*TASK DIRECTIONS:* Please copy the passage from "Something fused for" to "filled with domination.", swapping "domination" for "resolve".

*SOURCE EXTRACT:*
+++++

Lthredge has a pretty amazing piece he's written called 'You.' (If memory serves, that's the name of it.) [Note to 'Edge: email me a link for posting, if'n you please.] He describes (brialliantly) the desire and longing and waiting and searching for The Strong Man. And how, tired of waiting, the narrator transforms himself into that man. It's beautiful. I see my own experience as the mirror image of that.

Something fused for me at Inferno this year. (I know, I know... it's coming. Really it is. Really. No. Really.) Perhaps, in a way, I am filled with domination.

Have you had the experience of reading a book that changes your life? In reading it (The Illusion of Technique by William Barrett would be a good example from my life), everything crystalizes, and you see the world in a whole new way. Call to mind the feeling as you read the last words on the last page and close the book. You're full. The experience is complete.

This is not to say that it's the end. Life and learning go on. And, if you should pick up the book years later, it's disappointing. It's become a part of you, so it can't have that same effect of smashing your Weltanshauung to pieces and building it anew. And you look at it with a more critical eye (I can't believe Barrett was so catty in discussing Simone de Beauvoir! Fuckin' A!) and realize that ultimately, it's just a book. One mortal man's scribblings.

So I'm not through with being a Top. Heaven forfend! As Nietzsche said of music, life without whipping is a mistake. I am totally looking forward to introducing a wonderful bear of a man to the experience of getting singletailed in October. (My birthday month.)

+++++

*DATASET ENTRIES:*
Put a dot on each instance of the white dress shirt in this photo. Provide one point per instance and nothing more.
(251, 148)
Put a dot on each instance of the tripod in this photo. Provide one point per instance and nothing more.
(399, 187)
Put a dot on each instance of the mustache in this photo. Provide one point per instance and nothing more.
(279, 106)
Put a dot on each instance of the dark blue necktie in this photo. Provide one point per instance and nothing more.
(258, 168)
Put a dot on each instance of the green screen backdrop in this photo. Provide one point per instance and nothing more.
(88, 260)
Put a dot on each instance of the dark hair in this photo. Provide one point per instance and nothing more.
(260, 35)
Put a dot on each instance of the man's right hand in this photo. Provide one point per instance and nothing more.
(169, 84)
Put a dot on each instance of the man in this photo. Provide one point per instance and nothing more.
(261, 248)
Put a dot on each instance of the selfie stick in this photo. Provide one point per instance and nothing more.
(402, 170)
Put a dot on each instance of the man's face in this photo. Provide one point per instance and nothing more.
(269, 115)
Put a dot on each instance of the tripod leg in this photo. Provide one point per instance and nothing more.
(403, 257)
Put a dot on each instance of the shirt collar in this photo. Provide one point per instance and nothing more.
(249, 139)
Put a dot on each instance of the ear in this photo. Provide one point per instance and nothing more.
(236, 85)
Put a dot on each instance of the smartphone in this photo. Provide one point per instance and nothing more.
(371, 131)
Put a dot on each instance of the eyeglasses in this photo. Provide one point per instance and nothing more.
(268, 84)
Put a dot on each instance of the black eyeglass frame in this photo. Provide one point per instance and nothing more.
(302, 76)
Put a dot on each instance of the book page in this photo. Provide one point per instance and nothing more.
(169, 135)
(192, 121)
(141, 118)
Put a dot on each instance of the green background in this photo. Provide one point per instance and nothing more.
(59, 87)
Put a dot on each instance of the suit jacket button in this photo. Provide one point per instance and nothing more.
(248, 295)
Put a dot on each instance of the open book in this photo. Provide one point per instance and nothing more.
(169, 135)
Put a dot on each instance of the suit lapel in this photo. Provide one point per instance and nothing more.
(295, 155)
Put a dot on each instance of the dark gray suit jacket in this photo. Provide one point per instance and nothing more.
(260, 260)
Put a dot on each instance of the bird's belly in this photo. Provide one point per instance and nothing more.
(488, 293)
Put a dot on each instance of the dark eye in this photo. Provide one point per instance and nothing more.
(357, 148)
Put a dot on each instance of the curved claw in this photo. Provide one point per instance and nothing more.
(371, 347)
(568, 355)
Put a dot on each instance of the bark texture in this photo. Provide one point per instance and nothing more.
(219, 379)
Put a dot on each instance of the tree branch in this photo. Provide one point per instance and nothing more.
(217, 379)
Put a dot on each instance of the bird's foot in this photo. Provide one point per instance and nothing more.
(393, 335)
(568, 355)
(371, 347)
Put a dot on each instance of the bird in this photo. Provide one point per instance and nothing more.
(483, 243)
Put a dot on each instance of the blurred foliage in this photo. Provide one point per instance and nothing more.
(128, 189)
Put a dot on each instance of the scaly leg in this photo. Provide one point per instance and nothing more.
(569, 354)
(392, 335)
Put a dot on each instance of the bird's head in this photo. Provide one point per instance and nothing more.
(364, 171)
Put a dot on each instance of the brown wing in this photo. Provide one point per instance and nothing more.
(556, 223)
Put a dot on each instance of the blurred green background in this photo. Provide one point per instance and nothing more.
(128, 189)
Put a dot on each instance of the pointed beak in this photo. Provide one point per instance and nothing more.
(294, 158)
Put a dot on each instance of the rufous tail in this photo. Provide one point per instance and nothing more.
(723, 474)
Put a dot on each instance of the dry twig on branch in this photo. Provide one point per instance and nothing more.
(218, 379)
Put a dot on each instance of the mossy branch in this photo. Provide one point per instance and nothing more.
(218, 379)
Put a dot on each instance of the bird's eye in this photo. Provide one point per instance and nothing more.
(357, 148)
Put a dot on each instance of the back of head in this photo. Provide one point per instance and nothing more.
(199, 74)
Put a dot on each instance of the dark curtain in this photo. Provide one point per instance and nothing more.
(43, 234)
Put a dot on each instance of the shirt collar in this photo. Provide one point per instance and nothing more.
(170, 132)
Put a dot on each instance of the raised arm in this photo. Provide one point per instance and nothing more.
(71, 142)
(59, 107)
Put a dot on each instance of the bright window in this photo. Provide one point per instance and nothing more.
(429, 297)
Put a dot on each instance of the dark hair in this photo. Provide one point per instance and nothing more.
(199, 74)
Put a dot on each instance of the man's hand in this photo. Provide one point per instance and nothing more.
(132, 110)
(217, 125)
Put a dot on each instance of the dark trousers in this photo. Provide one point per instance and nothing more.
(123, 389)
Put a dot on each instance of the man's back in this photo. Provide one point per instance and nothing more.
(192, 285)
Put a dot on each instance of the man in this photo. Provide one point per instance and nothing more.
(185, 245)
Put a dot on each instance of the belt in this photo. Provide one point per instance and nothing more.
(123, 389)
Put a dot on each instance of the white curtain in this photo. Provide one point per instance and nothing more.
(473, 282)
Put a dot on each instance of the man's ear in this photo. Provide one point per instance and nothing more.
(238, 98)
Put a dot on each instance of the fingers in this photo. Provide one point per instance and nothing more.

+++++

*RESULT OF THIS TASK:*
Something fused for me at Inferno this year. (I know, I know... it's coming. Really it is. Really. No. Really.) Perhaps, in a way, I am filled with resolve.